Data records:
***
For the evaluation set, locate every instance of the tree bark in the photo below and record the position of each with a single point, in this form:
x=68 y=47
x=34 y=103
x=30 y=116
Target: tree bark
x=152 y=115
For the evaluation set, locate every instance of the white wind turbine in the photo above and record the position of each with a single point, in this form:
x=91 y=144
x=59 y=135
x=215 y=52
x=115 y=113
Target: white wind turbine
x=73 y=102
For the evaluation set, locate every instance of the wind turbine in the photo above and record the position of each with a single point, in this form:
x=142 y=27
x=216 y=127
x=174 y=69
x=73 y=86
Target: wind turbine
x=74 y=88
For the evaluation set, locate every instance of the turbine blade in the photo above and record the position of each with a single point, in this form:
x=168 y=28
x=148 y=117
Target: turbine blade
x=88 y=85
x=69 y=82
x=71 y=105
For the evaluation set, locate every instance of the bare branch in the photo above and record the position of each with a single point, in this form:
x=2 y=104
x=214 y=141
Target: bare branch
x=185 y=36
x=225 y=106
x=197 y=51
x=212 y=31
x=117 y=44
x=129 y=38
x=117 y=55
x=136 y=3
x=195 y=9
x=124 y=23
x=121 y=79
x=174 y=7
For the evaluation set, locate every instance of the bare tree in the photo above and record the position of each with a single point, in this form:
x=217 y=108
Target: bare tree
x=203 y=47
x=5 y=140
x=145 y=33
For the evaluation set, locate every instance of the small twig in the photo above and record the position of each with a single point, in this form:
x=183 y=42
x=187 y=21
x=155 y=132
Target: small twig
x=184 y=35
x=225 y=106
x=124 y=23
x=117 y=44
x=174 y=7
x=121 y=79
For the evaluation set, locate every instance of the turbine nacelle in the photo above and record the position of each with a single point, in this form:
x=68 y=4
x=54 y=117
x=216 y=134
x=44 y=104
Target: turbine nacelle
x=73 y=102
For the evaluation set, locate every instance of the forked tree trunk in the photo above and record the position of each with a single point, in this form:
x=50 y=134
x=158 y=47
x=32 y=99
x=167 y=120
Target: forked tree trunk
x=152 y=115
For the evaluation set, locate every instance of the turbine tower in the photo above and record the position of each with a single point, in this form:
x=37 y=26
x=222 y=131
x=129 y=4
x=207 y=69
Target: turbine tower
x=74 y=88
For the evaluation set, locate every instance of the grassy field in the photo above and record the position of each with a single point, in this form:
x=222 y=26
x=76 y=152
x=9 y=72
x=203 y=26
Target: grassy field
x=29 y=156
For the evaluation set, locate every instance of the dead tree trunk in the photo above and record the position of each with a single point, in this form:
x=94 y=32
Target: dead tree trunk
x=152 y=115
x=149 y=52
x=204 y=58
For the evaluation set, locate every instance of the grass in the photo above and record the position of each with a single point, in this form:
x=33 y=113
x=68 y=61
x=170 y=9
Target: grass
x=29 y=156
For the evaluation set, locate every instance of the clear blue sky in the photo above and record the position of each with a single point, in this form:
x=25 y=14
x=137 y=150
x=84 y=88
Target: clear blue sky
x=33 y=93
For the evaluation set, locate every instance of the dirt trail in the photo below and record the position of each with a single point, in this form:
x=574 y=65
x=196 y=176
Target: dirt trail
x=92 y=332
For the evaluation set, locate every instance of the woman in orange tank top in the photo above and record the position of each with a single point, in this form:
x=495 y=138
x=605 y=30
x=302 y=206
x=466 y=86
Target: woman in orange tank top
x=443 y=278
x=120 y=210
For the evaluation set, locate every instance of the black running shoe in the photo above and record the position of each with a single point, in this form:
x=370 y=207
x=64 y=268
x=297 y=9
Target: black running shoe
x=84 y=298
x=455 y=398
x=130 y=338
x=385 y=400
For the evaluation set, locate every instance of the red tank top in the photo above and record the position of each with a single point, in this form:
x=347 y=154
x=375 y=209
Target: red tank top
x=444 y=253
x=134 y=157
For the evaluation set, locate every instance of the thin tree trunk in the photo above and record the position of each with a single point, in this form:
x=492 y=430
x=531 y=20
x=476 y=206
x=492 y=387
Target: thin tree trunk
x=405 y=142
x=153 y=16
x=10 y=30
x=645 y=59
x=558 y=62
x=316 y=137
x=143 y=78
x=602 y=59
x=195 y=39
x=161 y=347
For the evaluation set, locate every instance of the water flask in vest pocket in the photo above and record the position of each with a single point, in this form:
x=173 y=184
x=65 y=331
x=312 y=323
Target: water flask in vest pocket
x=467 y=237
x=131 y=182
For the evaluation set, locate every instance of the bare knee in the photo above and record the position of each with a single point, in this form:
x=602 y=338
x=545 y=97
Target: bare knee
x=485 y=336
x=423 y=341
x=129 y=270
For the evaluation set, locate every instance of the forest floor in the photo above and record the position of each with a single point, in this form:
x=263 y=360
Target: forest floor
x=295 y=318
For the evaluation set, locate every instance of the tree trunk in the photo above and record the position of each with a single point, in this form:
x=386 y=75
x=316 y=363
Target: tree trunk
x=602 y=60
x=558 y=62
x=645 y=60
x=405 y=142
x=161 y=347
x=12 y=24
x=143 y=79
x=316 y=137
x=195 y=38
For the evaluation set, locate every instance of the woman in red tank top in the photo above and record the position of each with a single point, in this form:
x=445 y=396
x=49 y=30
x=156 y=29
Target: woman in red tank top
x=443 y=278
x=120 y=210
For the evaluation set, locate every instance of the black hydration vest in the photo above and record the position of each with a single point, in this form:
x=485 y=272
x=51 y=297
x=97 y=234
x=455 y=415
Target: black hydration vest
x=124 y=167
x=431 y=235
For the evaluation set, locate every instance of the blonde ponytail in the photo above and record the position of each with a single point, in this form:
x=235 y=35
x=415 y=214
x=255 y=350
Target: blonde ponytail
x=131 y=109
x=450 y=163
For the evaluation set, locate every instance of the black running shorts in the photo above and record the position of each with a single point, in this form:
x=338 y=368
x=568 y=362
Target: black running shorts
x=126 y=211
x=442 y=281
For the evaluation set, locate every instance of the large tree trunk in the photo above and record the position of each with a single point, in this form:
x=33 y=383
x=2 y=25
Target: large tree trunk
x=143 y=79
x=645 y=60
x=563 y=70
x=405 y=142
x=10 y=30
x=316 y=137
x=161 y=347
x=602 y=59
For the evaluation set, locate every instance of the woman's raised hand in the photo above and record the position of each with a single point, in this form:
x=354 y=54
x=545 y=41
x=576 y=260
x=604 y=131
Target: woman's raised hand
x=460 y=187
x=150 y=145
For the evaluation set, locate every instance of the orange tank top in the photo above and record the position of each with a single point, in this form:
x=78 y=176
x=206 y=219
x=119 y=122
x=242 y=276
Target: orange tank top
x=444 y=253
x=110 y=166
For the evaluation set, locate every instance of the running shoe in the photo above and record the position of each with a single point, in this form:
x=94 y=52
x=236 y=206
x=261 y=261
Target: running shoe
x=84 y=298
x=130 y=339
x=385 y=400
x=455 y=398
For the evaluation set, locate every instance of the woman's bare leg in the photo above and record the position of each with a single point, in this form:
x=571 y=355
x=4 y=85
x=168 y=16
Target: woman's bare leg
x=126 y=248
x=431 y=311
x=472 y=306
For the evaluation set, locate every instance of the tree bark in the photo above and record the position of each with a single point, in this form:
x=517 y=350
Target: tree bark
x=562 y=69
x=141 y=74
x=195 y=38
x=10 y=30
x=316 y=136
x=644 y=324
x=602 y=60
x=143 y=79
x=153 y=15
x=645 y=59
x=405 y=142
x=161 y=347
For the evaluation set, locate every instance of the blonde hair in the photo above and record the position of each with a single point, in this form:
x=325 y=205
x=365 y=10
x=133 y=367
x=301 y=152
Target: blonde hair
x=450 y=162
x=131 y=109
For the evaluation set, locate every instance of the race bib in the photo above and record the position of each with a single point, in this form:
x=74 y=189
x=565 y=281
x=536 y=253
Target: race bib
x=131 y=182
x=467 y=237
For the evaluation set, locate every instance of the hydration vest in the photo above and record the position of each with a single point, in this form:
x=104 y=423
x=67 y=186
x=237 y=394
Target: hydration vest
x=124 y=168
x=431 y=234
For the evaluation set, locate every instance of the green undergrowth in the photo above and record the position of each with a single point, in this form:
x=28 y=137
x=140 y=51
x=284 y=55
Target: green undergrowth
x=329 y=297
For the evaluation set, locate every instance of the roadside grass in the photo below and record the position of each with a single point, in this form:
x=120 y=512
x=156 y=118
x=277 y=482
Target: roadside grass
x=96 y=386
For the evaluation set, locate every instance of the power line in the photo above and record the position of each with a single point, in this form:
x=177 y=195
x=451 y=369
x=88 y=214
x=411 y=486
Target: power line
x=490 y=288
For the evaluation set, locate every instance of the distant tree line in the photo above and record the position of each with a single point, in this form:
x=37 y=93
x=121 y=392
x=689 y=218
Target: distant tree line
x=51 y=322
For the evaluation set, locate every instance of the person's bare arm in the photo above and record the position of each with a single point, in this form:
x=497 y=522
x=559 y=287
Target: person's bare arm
***
Copy the lines from the one containing "For the evaluation set, locate every instance of the large" through the one containing "x=110 y=166", changing "orange tank top" to "orange vest" and leaving everything else as it is.

### RESULT
For the evaluation set, locate every instance of the large tree trunk in the photo above and record the position of each with a single point, in this form:
x=33 y=383
x=2 y=25
Target: large tree trunk
x=143 y=79
x=645 y=60
x=563 y=70
x=405 y=142
x=10 y=30
x=316 y=137
x=161 y=347
x=602 y=59
For the evaluation set, locate every instance of the woman's raised hand in the photo above and record the position of each with a single point, in this form:
x=354 y=54
x=545 y=41
x=576 y=260
x=604 y=131
Target: woman's raised hand
x=460 y=187
x=150 y=145
For the evaluation set, locate every instance of the orange vest in the photo above and record the position of each with a single point, in this form:
x=78 y=176
x=206 y=219
x=119 y=122
x=242 y=276
Target: orange vest
x=444 y=253
x=110 y=166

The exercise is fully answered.